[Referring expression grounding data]
┄┄┄┄┄┄┄┄┄┄┄┄┄┄┄┄┄┄┄┄

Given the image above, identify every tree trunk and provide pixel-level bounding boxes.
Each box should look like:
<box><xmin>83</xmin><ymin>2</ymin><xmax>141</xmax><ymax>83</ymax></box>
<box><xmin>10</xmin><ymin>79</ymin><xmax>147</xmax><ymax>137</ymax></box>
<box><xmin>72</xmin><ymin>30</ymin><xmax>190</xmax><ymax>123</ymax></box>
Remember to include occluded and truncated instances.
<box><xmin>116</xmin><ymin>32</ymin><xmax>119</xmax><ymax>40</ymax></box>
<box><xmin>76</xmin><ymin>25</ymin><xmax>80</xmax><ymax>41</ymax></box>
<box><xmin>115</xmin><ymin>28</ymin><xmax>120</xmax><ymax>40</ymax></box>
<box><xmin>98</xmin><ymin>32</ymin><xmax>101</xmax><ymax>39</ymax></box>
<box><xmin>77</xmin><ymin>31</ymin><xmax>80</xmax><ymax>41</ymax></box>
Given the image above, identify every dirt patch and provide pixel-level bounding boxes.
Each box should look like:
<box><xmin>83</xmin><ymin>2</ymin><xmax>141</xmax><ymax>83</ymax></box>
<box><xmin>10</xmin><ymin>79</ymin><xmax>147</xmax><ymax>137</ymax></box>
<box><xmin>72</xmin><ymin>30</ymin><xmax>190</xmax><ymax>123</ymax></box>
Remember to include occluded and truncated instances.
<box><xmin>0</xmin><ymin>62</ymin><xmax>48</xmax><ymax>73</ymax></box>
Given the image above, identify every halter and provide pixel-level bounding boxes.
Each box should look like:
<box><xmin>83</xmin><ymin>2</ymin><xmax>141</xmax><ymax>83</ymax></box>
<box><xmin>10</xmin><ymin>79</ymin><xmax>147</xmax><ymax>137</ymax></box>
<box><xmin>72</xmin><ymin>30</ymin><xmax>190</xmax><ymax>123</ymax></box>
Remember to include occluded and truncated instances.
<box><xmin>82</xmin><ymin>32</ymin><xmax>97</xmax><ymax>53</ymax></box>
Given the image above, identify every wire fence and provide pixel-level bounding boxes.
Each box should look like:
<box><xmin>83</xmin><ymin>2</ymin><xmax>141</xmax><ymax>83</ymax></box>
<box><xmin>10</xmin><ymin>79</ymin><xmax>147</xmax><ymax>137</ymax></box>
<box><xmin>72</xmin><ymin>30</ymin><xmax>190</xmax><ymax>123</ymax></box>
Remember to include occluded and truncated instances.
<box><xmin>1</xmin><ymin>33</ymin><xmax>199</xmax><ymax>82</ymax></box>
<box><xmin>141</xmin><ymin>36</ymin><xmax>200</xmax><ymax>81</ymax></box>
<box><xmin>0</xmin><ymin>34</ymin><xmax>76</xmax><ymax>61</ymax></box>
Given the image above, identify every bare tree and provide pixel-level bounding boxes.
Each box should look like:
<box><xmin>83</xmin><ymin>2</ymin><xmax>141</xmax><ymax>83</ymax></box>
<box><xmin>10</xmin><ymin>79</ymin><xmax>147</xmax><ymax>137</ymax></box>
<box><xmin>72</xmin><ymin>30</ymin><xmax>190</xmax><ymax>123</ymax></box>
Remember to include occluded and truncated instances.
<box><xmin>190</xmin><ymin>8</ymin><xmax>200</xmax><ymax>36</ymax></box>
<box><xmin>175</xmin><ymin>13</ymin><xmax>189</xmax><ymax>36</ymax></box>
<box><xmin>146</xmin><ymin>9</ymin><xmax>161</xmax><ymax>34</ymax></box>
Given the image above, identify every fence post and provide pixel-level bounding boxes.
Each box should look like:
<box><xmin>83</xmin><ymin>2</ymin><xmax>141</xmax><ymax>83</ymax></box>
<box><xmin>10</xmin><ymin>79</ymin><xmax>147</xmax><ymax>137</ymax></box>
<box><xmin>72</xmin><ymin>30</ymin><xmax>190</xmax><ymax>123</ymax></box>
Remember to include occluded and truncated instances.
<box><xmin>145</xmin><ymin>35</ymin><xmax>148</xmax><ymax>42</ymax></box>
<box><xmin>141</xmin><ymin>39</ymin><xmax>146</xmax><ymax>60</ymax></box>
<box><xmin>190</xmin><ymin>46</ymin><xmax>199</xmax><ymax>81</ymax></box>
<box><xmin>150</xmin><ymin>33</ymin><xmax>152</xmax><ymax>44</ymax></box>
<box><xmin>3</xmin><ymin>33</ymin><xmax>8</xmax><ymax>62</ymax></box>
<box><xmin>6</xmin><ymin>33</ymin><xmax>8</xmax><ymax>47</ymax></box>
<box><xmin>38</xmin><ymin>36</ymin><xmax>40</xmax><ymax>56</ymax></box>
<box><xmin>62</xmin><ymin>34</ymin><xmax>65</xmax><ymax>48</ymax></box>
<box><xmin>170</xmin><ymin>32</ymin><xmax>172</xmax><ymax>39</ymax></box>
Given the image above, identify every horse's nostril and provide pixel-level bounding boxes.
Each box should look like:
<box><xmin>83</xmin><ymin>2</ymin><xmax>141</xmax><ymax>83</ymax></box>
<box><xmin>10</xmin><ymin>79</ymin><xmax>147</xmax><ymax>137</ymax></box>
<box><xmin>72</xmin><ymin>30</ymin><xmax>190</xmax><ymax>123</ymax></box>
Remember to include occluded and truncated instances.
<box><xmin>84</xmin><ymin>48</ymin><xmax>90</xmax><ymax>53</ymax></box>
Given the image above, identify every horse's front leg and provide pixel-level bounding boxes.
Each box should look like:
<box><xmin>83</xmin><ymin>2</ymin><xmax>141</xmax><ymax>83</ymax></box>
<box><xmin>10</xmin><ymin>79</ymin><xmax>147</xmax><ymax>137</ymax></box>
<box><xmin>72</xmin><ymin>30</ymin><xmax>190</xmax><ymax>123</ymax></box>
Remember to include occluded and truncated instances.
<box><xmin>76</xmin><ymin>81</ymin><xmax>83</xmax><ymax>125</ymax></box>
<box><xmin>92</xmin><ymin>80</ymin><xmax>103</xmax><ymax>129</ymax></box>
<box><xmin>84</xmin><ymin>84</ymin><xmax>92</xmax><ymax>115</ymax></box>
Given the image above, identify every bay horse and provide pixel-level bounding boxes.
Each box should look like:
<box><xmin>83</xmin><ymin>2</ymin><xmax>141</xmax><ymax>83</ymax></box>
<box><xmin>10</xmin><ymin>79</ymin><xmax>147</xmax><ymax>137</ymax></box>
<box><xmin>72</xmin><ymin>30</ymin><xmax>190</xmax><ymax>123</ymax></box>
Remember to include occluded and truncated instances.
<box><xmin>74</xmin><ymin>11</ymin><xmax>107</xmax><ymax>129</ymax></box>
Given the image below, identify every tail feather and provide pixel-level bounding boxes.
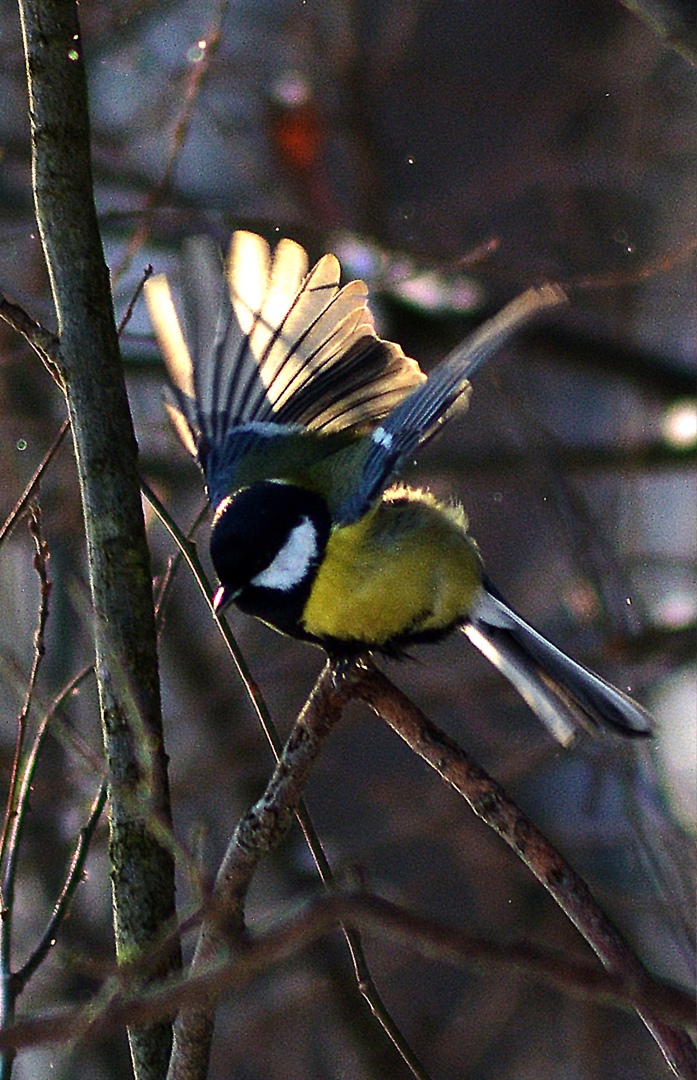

┄┄┄┄┄┄┄┄┄┄┄┄┄┄┄┄┄┄┄┄

## TO DO
Show every line of the records above that contains the word "fence".

## RESULT OF THE EXERCISE
Given the image above, identify every wire fence and provide pixel-level bounding boxes.
Given the image above, identify every fence post and provide pixel-level bounding boxes.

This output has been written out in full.